◆ **REQUIRED ACTION 1**
Retype the text about Genesis P-Orridge from "In 1971, s/he" to "presented John Peel.", keeping every word and mark unchanged.
◆ **REQUIRED ACTION 2**
Extend the text about Genesis P-Orridge, starting after its last sentence.

◆ **SELECTED PASSAGE**
▬▬▬▬▬▬▬▬▬▬

H/er death was announced in a statement from h/er daughters.

“It is with very heavy hearts that we announce the passing of our beloved father, Genesis Breyer P-Orridge,” Caresse and Genesse P-Orridge said in the statement. “S/he will be laid to rest h/er other half, Jaqueline “Lady Jaye” Breyer who left us in 2017, where they will be reunited.”

The announcement followed a somber Instagram post two days earlier in which Genesis posted an image of themselves, writing: “This is me today waiting to go home…”

According to media reports, P-Orridge died after a battle with leukemia.

Born in Manchester, England in 1950 as Neil Andrew Megson, P-Orridge developed an interest in both the occult and the avant-garde at an early age, forming a situationist performance art group the Knights of the Pentecostal Flame, which staged ‘happenings’ such as the “Beautiful Litter” campaign, catching the attention of local press.

S/he attended the private Solihull School in Warwickshire, where P-Orridge was influenced by authors such as William S. Burroughs, Jack Kerouac, and Aleister Crowley, as well as by music by artists such as The Fugs, Frank Zappa, and The Velvet Underground.

After leaving school, s/he relocated to London, where s/he joined the Transmedia Explorations commune. While h/er stay at the commune was brief, s/he later described it as a ‘seminal’ period for their development as an artist.

P-Orridge then returned to Hull where s/he helped to found COUM Transmissions, an avant-garde performance art and musical collective and began to stage concerts and performance art events that incorporated a wide range of instruments and improvisational techniques.

In 1971, s/he legally changed her name to Genesis P-Orridge, combining the aspirational word genesis with an altered spelling of porridge, a food that was frequently a sole source of nourishment during the artist’s early lean years.

1971 was also when the group first broke through to radio, appearing on the On Cue program for Radio Humberside, and later attracting the attention of famed British radio presented John Peel.

The group then relocated to London and received a subsidy from the Arts Council of Great Britain.

In 1975, P-Orridge was convicted with distributing obscene material via in the postal system under the 1953 Post Office Act after creating and mailing collages combining postcards of Queen Elizabeth with soft-core porn but the sentencing in the case, including jail time, was suspended on the condition that they discontinued the campaign.

▬▬▬▬▬▬▬▬▬▬

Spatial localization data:
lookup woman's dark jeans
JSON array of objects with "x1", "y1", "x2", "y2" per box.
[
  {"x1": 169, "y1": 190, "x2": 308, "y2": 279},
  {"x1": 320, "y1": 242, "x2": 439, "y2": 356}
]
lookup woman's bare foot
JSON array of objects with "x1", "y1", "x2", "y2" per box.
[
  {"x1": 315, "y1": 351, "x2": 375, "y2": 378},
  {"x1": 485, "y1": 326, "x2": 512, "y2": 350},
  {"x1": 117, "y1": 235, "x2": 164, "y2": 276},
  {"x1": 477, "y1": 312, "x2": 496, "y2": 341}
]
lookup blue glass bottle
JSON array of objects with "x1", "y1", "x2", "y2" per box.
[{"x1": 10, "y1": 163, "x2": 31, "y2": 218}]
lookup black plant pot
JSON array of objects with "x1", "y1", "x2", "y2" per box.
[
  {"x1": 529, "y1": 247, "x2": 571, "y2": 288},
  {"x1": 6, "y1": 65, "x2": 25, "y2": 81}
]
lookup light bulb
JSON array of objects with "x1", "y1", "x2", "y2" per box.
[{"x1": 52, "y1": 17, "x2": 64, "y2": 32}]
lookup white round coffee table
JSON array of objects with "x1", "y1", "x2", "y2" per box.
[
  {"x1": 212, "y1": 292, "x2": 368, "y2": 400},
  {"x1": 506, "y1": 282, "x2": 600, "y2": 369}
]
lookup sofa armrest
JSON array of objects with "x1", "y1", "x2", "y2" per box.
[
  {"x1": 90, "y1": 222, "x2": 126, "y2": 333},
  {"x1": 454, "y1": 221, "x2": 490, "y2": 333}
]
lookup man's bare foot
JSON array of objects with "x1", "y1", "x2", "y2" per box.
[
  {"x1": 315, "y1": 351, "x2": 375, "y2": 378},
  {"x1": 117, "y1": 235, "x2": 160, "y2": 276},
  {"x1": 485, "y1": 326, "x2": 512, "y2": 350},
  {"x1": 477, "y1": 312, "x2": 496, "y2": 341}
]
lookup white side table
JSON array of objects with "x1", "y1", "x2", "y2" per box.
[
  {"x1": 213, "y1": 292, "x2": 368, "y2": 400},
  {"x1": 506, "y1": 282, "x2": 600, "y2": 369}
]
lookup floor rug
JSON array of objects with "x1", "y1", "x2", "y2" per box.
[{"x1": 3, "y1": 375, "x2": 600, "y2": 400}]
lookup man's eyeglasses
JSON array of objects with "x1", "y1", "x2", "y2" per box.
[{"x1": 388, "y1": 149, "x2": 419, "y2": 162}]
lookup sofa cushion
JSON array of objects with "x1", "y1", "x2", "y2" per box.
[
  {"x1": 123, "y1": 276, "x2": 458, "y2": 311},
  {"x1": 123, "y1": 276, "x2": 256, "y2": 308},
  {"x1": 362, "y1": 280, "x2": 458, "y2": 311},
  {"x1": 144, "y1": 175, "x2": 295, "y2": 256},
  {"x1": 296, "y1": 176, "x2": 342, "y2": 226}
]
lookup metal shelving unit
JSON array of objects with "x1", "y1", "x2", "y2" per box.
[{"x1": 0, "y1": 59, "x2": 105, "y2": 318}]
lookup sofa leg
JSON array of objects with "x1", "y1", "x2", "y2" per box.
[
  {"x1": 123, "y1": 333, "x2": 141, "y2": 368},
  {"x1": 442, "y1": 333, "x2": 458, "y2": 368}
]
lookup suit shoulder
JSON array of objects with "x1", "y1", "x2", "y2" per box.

▬▬▬▬▬▬▬▬▬▬

◆ **WRITTEN ANSWER 1**
In 1971, s/he legally changed her name to Genesis P-Orridge, combining the aspirational word genesis with an altered spelling of porridge, a food that was frequently a sole source of nourishment during the artist’s early lean years.

1971 was also when the group first broke through to radio, appearing on the On Cue program for Radio Humberside, and later attracting the attention of famed British radio presented John Peel.

◆ **WRITTEN ANSWER 2**
That didn’t stop the members of COUM from continuing to court controversy. In 1976, they staged an exhibit on prostitution at the Institute of Contemporary Arts in London that included pornographic images, a stripper, transvestite guards, and prostitutes who mingled in the crowd with attendees.

The exhibition sparked debate in Parliament and resulted in the loss of the art grant for COUM, and core members of the group, including P-Orridge, as well ss Cosey Fanni Tutti, Chris Carter, and Peter “Sleazy” Christopherson, founded the industrial music and visual arts group Throbbing Gristle.

Their debut single “United / Zyklon B Zombie” and album The Second Annual Report, initially released independent, resonated with fans and was re-released via Mute Records, helping to define the sound that would later come to be known as industrial music.

Later music from the group, including their seminal album “20 Jazz Funk Greats” expanded on their sound, experimenting with everything from disco kitsch to synth-pop.

Despite their early success, the group disbanded in 1981 following a performance in San Francisco after a romance between Cosey Fanni Tutti and P-Orridge came to an end.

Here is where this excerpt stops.